** Start of Data shown **

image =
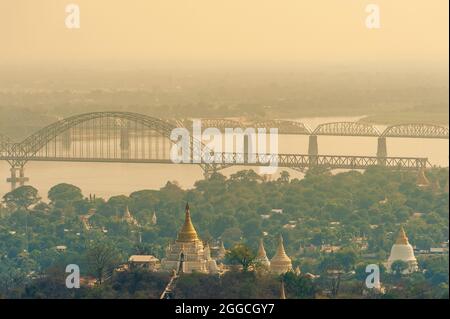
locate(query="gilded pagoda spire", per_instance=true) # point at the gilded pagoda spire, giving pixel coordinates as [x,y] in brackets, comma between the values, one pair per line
[402,239]
[280,263]
[261,257]
[187,232]
[261,250]
[282,292]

** End of Data shown **

Instruction: Write out the data above as a numbered list, skipping any blank lines. Leave the pictures out.

Expected answer:
1. image =
2. locate(query="gilded pagoda spire", per_instance=true) # point at the gilded pagoda spire, giving pixel coordinates as [x,y] in brackets, comma between the values, one pair per line
3. [402,239]
4. [280,263]
5. [261,257]
6. [187,232]
7. [261,250]
8. [282,292]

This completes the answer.